* TASK DESCRIPTION *
What is needed is an exact copy of the entries below, from the line that contains "Question. Place one point on every instance of the logo" through the final line, both included, and nothing else.

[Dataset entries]
»»

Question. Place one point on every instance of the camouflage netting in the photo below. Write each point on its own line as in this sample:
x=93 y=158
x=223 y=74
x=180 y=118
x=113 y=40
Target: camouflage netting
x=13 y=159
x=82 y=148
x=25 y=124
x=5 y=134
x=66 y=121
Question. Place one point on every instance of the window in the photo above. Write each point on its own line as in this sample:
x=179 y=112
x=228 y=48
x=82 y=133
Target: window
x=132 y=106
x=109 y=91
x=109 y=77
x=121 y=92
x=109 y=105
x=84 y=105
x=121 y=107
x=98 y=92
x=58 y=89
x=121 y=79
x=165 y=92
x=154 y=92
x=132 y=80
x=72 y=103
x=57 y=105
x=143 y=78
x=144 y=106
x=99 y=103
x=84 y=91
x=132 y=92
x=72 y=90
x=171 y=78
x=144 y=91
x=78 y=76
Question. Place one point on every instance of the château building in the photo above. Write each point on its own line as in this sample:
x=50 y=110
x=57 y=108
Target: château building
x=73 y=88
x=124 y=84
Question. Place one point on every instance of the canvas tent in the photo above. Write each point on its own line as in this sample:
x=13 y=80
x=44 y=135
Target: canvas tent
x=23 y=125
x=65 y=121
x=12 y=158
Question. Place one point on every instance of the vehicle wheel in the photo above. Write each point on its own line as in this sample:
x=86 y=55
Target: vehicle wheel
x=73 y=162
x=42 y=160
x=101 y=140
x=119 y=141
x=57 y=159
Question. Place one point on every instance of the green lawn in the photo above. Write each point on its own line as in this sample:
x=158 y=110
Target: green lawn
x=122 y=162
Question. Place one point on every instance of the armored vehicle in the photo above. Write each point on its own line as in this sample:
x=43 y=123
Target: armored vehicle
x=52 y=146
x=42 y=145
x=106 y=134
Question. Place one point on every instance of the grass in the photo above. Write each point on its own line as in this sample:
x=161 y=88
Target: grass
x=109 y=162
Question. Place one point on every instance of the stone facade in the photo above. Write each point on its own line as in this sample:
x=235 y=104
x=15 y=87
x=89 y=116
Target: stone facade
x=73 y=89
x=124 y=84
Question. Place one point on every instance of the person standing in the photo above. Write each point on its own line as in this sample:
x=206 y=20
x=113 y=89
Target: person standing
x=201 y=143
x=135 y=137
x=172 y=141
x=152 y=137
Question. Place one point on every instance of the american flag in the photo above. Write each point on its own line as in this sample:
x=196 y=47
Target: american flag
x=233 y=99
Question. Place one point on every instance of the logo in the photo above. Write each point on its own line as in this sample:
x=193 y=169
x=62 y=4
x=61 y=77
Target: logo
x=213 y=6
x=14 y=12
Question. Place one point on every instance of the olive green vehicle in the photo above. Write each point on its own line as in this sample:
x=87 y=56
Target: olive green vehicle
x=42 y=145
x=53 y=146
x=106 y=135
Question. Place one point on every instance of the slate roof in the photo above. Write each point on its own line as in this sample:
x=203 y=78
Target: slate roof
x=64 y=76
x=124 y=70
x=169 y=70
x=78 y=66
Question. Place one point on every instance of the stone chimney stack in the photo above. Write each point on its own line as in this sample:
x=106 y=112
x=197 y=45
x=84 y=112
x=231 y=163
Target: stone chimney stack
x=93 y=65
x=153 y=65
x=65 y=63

««

* TASK OUTPUT *
Question. Place one point on every instance of the logo in the photo above. Write each point on its own line as in this sample:
x=193 y=169
x=62 y=4
x=61 y=77
Target: logo
x=213 y=6
x=14 y=12
Question. Place one point on every instance of the olive green vehicle in the photo above. Write each point on its own line as in this sample:
x=87 y=56
Target: olive green vehicle
x=42 y=145
x=53 y=146
x=106 y=135
Question. Place one point on every instance of the slate roof in the photo above. Write each point on its own line as in this sample:
x=203 y=78
Target: slate roof
x=64 y=76
x=124 y=70
x=169 y=70
x=78 y=66
Question. Place one point on every instance of the stone chimney stack in the photo above. Write each point on its own line as in this sample:
x=106 y=112
x=197 y=45
x=84 y=112
x=231 y=163
Target: stone chimney stack
x=93 y=65
x=153 y=65
x=65 y=63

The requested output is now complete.